WHAT YOU NEED TO DO
Rewrite every line of the rows below, requests included, and leave out the pictures. Multiply each point coordinate in the answers by 0.7 and round it to a whole number, with halves rounded up. Keep the numbers in the requests and their format samples unchanged.

..........

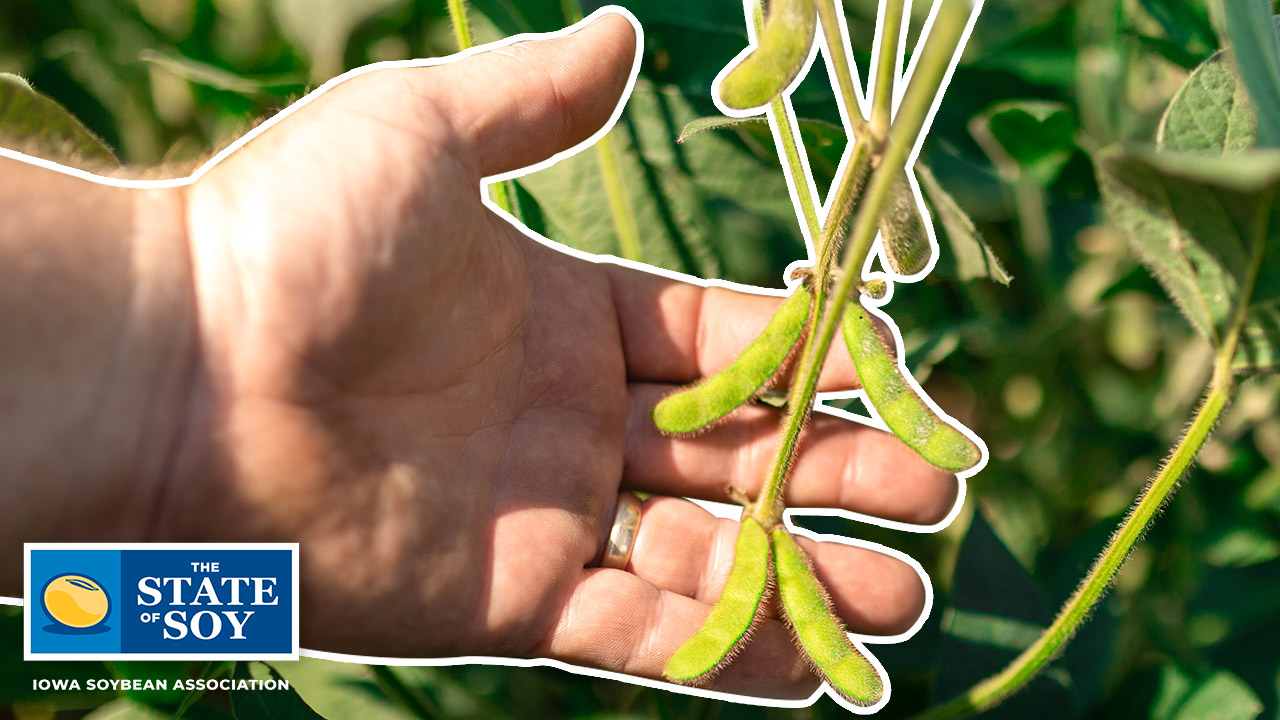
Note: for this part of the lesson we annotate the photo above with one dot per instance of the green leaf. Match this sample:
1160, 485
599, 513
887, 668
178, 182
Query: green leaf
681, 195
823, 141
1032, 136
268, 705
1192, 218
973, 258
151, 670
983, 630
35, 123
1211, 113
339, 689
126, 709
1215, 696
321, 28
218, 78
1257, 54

..........

WRITTEN SOLUTION
Note: for this part of the lesson we annotate the photo above with one dot per instance of the green leaf. Match this sample:
1160, 485
599, 513
887, 668
178, 182
Query: green leaf
477, 137
576, 99
722, 95
188, 494
834, 153
681, 181
106, 469
688, 441
25, 86
848, 79
237, 482
88, 496
851, 487
225, 20
153, 55
880, 38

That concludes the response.